• _REQUIREMENT_
Please pick out and copy every line in the items below that contains the string "background", treating case as significant.

• _Point annotation records_

++++++++++

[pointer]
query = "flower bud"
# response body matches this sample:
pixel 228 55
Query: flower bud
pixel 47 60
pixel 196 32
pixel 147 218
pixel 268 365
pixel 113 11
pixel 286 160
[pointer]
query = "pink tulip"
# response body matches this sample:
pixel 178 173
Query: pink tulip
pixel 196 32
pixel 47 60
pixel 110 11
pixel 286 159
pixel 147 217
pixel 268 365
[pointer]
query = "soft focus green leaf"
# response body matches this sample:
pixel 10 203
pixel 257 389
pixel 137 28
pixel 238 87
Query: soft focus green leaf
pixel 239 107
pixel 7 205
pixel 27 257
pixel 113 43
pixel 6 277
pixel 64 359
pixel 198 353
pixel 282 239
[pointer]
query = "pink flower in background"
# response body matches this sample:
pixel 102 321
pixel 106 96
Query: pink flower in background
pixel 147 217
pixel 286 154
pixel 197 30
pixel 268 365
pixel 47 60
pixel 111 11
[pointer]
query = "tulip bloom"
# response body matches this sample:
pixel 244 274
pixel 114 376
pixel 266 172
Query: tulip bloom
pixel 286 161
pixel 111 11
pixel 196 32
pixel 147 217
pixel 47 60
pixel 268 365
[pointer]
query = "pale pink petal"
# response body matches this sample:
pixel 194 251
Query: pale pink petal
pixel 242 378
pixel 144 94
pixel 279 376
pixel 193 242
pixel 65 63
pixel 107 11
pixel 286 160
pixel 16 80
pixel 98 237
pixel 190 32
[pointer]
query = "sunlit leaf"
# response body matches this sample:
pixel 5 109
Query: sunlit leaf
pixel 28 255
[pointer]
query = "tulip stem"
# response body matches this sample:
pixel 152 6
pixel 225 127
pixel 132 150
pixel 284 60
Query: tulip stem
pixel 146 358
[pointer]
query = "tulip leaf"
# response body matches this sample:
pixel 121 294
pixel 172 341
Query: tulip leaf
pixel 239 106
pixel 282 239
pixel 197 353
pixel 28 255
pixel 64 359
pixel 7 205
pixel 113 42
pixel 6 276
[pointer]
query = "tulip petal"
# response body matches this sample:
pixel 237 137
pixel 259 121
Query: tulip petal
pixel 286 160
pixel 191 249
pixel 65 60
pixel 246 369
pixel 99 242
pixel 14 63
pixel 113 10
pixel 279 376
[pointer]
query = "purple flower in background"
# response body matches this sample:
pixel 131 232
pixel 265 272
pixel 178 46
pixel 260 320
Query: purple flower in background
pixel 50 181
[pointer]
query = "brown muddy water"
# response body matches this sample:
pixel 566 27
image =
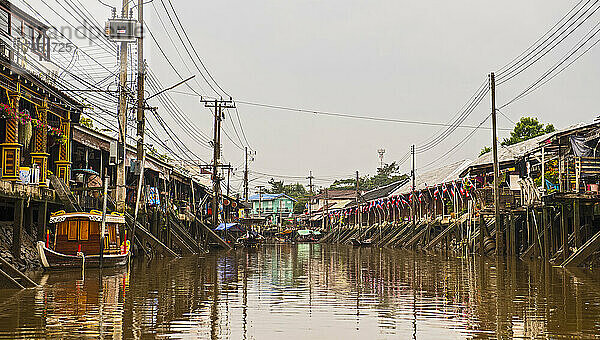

++++++++++

• _THE RESULT_
query = "pink flower in background"
Query: pink flower in background
query = "purple flower in background"
Query: purple flower in background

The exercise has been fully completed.